--- BEGIN EXTRACTED INFORMATION ---

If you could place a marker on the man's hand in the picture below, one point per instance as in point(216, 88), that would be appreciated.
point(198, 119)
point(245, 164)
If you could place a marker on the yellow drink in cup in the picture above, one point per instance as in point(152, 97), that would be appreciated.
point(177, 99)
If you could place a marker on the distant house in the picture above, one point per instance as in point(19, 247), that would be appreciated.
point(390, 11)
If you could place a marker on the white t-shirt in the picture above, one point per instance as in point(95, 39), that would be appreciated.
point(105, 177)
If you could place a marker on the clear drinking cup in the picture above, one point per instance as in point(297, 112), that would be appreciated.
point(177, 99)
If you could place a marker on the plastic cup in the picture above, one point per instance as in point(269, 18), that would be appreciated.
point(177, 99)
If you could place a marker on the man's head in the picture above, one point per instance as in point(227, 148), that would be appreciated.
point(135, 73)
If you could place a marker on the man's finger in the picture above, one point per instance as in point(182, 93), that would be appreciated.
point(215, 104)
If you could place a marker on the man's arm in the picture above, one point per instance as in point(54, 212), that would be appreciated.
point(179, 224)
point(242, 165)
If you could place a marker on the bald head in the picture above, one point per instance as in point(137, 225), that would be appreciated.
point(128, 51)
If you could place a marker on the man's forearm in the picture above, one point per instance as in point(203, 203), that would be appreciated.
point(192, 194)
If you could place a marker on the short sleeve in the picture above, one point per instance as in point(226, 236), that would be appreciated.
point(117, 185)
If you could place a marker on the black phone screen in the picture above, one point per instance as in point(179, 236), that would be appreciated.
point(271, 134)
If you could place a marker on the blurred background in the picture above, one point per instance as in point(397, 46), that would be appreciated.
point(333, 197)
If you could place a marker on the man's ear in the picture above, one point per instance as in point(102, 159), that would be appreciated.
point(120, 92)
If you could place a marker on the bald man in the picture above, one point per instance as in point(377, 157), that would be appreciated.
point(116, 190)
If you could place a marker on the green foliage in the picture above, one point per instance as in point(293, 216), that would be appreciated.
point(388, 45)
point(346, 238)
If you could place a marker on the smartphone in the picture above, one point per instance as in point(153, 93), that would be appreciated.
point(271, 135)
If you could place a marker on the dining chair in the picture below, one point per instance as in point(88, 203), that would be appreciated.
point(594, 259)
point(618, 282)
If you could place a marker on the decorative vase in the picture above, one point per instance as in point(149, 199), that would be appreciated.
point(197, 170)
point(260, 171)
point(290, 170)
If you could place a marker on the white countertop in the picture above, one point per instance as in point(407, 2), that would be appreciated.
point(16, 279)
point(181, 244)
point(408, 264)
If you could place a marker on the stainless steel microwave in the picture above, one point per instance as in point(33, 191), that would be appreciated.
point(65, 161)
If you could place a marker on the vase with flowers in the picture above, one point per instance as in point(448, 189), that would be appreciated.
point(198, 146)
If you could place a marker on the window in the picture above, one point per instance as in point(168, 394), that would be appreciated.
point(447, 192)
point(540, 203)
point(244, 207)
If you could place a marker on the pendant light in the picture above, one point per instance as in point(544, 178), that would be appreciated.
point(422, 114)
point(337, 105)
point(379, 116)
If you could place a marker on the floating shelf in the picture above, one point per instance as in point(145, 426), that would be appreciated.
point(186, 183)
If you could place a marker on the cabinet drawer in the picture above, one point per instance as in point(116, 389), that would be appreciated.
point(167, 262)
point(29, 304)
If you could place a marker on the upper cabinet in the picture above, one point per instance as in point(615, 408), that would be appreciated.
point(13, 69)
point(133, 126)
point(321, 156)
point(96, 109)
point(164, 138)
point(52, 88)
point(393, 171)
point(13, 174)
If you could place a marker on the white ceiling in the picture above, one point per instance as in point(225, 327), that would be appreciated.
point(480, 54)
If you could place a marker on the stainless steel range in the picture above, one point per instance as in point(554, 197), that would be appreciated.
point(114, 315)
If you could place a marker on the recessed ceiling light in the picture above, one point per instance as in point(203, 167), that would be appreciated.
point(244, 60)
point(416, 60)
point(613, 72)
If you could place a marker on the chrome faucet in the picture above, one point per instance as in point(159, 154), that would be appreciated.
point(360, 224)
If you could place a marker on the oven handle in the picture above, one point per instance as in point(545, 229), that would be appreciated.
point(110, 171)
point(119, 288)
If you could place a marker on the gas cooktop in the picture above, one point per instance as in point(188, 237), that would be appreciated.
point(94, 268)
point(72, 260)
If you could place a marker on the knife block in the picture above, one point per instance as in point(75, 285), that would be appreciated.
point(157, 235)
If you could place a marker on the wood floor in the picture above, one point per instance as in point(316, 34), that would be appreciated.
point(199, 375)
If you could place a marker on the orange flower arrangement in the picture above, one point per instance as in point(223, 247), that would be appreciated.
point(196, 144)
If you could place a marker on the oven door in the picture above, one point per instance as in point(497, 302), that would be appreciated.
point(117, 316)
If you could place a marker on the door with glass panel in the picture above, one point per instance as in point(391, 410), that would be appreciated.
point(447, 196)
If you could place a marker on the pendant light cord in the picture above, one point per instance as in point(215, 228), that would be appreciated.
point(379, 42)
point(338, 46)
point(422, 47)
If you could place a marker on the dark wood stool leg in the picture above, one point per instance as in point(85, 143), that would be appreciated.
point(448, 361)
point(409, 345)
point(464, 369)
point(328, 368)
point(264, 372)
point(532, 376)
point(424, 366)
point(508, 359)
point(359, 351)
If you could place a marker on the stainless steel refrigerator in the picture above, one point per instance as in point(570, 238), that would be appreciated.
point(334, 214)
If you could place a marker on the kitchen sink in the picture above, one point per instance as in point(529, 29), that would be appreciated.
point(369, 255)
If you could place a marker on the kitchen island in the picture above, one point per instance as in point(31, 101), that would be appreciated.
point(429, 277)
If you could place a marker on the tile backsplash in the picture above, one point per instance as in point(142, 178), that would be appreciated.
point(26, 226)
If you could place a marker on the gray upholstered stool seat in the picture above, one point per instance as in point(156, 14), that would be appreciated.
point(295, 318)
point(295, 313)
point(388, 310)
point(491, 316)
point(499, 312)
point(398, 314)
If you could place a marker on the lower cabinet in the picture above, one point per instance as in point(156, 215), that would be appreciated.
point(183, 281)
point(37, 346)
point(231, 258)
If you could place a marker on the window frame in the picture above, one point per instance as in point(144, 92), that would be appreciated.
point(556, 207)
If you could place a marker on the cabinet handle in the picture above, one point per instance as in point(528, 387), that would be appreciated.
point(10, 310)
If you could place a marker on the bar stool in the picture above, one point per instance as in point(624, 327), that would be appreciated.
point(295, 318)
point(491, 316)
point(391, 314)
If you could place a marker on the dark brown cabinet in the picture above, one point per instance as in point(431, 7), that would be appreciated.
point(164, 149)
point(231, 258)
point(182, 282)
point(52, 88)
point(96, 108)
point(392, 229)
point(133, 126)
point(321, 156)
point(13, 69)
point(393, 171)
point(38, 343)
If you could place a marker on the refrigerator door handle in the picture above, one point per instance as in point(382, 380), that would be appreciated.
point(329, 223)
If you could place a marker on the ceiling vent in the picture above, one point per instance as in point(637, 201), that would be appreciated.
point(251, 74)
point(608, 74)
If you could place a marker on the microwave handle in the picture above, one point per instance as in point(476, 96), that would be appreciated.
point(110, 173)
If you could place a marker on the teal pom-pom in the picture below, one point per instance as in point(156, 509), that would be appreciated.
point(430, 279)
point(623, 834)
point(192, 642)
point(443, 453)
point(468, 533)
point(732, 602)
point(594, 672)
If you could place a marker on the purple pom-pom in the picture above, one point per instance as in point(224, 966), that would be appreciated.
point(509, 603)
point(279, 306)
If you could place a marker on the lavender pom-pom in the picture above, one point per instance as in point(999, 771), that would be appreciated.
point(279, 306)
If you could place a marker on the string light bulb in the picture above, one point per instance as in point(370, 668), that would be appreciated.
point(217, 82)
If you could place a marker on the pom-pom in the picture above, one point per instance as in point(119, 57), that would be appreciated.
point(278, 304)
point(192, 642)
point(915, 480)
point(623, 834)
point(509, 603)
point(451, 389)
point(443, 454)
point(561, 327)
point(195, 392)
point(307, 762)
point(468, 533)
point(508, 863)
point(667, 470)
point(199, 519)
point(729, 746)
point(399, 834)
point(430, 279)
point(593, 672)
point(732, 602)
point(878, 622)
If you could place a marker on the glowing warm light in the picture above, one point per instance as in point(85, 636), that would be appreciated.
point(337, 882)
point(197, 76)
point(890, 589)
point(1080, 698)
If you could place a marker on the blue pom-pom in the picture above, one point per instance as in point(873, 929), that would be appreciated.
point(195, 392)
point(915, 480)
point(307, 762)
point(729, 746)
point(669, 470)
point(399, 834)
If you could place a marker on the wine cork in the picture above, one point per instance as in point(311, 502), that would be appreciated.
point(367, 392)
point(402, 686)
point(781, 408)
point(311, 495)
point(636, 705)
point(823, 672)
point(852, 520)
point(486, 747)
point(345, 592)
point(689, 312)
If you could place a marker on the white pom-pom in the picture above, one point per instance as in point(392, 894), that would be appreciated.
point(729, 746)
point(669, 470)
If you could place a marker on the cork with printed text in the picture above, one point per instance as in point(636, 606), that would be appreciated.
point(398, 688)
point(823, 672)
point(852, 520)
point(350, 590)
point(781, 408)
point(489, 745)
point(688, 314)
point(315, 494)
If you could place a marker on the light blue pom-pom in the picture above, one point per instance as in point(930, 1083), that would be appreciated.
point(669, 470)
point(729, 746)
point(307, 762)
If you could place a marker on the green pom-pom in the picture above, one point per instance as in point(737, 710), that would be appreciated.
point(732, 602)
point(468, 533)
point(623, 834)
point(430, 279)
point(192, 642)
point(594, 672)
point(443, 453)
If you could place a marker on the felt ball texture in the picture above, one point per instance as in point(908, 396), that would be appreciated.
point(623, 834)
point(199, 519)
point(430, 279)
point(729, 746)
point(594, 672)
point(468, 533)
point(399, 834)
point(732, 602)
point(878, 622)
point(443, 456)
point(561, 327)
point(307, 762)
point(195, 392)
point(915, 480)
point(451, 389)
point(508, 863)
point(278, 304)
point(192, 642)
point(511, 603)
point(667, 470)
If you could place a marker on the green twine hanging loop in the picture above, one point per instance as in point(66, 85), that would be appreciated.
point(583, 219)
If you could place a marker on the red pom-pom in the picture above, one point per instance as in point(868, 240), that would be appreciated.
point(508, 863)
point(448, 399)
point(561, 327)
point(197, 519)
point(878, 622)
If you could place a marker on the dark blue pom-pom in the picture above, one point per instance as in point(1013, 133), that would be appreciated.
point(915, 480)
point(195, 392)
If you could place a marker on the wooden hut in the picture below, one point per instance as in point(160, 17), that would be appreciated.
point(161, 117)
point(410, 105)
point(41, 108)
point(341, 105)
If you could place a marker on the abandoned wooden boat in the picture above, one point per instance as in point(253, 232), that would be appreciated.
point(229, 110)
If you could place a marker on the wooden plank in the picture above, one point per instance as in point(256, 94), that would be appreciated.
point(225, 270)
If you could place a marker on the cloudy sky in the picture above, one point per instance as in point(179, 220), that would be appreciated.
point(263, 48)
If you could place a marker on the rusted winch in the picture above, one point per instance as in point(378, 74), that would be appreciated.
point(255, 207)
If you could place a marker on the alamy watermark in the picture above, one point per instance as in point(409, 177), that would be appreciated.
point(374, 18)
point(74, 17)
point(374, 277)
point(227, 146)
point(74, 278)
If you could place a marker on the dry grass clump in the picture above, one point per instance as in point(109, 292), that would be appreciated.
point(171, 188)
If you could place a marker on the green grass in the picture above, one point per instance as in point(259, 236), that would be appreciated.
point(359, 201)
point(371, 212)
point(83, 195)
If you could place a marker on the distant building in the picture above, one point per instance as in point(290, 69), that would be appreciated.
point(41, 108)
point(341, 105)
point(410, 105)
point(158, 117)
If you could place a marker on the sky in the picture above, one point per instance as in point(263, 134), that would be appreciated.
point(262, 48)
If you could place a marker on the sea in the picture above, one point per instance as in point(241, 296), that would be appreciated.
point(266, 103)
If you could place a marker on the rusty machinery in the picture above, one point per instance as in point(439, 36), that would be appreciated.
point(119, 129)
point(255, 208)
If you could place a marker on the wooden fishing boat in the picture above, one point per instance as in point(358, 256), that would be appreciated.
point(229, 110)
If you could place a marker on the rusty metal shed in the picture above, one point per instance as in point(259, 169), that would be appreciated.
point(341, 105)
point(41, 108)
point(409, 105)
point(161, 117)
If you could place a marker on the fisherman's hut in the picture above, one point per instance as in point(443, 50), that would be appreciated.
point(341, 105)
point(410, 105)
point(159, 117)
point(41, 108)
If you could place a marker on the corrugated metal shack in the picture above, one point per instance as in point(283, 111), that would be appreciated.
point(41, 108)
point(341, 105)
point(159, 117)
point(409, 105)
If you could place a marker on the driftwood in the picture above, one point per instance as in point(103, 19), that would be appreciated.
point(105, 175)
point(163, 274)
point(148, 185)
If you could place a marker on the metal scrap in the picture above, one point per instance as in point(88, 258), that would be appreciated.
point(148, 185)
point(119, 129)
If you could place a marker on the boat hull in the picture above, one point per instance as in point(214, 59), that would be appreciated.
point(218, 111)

--- END EXTRACTED INFORMATION ---

Reproduce the records verbatim from the first line down to and including the line containing "point(135, 73)".

• [SOLVED EXERCISE]:
If you could place a marker on the man's hand in the picture below, one point per instance as in point(216, 88), that would be appreciated.
point(198, 119)
point(245, 164)
If you could place a marker on the yellow drink in cup in the picture above, one point per instance as in point(152, 97), that would be appreciated.
point(177, 99)
If you could place a marker on the distant house in the picture above, one point per instance as in point(19, 247), that would be appreciated.
point(390, 11)
If you could place a marker on the white t-shirt in the picture above, one point per instance as in point(95, 39), that would be appreciated.
point(105, 177)
If you could place a marker on the clear drinking cup in the picture above, one point per instance as in point(297, 112), that would be appreciated.
point(177, 99)
If you could place a marker on the plastic cup in the picture above, one point per instance as in point(269, 18), that would be appreciated.
point(177, 99)
If you could place a marker on the man's head in the picture above, one point per instance as in point(227, 148), that would be appreciated.
point(135, 73)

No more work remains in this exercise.